━━ Given records
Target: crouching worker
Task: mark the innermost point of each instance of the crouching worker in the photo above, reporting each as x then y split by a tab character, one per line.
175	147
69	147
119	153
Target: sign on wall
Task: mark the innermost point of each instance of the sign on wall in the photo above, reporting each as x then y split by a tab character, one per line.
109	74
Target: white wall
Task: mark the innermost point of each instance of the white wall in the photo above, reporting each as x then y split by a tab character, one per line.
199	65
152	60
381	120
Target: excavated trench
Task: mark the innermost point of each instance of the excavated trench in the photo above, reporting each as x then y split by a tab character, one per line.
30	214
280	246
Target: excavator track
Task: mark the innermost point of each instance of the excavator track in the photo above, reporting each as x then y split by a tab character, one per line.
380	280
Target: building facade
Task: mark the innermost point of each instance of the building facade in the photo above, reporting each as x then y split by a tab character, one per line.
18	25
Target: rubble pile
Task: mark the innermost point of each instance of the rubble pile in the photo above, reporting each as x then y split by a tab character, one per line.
━━━━
**Problem**
The answer should be an exact copy of the lines from the first line of the data through the line with "Target: building facade" and should contain nothing else.

**Written response**
Target: crouching worker
Task: mark the innermost point of each instance of the crouching worker in the photo above, reporting each as x then y split by a tab character, one per line.
175	147
69	147
119	153
Target: sign on wall
Task: mark the innermost point of each instance of the sign on wall in the photo above, reporting each as x then y split by a tab character, one per line.
109	74
Target: white wall
Task: mark the innermost point of each instance of the white wall in the photo above, reporting each as x then y split by a tab character, one per line.
199	65
152	60
381	120
Target: excavated trench
Task: mark the innermost point of each instance of the excavated trench in the photo above, reporting each as x then y split by a tab character, one per line.
30	214
280	246
Target: excavator track
Task: mark the innermost point of each instance of the excavator track in the photo above, reporting each as x then y split by a tab character, one per line.
380	280
Target: building facade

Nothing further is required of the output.